EXERCISE AIM:
Extract every line below, verbatim.

**** SUPPLIED DATA ****

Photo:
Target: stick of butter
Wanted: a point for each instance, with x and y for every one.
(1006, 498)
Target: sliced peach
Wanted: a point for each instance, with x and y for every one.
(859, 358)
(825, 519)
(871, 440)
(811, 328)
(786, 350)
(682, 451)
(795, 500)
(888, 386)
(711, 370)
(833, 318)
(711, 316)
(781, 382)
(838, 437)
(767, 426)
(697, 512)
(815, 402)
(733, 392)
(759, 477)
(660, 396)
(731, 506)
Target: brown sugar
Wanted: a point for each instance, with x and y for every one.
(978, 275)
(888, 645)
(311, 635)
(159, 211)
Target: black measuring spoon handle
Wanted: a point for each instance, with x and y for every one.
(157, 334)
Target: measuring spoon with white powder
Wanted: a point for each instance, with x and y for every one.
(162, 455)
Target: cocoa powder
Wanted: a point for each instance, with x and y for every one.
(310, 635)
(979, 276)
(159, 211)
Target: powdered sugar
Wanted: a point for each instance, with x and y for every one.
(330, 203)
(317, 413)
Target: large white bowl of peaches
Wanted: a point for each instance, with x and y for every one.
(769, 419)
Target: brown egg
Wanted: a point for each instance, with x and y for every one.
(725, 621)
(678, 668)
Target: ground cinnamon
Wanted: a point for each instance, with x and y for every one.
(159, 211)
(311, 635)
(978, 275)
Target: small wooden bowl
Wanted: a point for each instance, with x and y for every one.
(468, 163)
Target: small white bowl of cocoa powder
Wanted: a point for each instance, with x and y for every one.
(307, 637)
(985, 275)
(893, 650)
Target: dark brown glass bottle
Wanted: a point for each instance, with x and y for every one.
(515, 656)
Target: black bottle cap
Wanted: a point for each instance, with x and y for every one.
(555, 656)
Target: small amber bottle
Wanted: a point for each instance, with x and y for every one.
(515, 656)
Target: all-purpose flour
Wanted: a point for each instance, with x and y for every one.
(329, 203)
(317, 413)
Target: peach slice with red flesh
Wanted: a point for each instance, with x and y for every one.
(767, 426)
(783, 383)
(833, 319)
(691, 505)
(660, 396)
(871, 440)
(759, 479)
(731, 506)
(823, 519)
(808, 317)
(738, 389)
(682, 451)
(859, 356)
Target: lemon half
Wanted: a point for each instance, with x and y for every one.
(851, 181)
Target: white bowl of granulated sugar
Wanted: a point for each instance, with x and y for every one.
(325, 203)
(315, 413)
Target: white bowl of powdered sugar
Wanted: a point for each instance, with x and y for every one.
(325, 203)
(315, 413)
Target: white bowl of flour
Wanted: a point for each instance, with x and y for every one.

****

RESPONSE:
Photo:
Target: stick of butter
Wanted: a point for each instance, with x and y for every one.
(1006, 498)
Target: sliced peach
Wanted: a point for each instance, with x and y for every one.
(859, 358)
(825, 519)
(871, 440)
(811, 328)
(786, 350)
(682, 451)
(795, 500)
(888, 386)
(711, 370)
(833, 318)
(711, 316)
(781, 382)
(838, 437)
(767, 426)
(697, 512)
(815, 402)
(733, 392)
(759, 477)
(660, 396)
(731, 506)
Target: brown sugar
Wanted: a point for each instance, with x and y for every one.
(978, 275)
(888, 645)
(311, 635)
(159, 211)
Target: black measuring spoon handle
Wanted: a point for each instance, with x and y for every one.
(157, 334)
Target: measuring spoon with white powder
Wanted: a point for each instance, with x and y for every one.
(162, 455)
Target: cocoa powder
Wanted: a point for each instance, with x and y for every one.
(310, 635)
(979, 276)
(159, 211)
Target: powdered sugar
Wanted: a point for each instance, with x and y for every one.
(330, 203)
(317, 413)
Target: large white bowl of peaches
Wanted: a point for each instance, with x and y for every one.
(769, 419)
Target: brown egg
Wanted: a point for each instance, with x and y for every one.
(725, 621)
(678, 668)
Target: ground cinnamon
Wanted: a point for each instance, with x and y for every one.
(159, 211)
(311, 635)
(978, 275)
Target: small wooden bowl
Wanted: a point for each instance, with x and y for every one.
(468, 163)
Target: small white bowl of cocoa powder
Wanted: a point for each instance, with x and y for every one.
(307, 637)
(985, 275)
(893, 650)
Target: dark brown glass bottle
Wanted: a point for each instance, with x and y for every one.
(515, 656)
Target: black bottle cap
Wanted: a point for each instance, with x and y for every one.
(555, 656)
Target: small amber bottle
Wanted: a point for each instance, with x and y for every one.
(515, 656)
Target: all-purpose flour
Wanted: a point for each instance, with x and y for every one.
(329, 203)
(317, 413)
Target: peach slice with red flesh
Wanted: a point for each instance, with x and y for every one.
(767, 426)
(783, 383)
(833, 319)
(691, 505)
(660, 396)
(871, 440)
(759, 479)
(731, 506)
(823, 519)
(808, 317)
(738, 389)
(682, 451)
(859, 356)
Target: lemon half
Wanted: a point for each instance, with x and y for every one.
(851, 181)
Target: white bowl of granulated sugar
Wanted: a point for each instance, with x and y for every one.
(325, 203)
(315, 413)
Target: white bowl of powdered sugar
Wanted: a point for each instance, with x and y for every one.
(325, 203)
(315, 413)
Target: white bowl of flour
Wanted: a point for each instance, with x and y for every one.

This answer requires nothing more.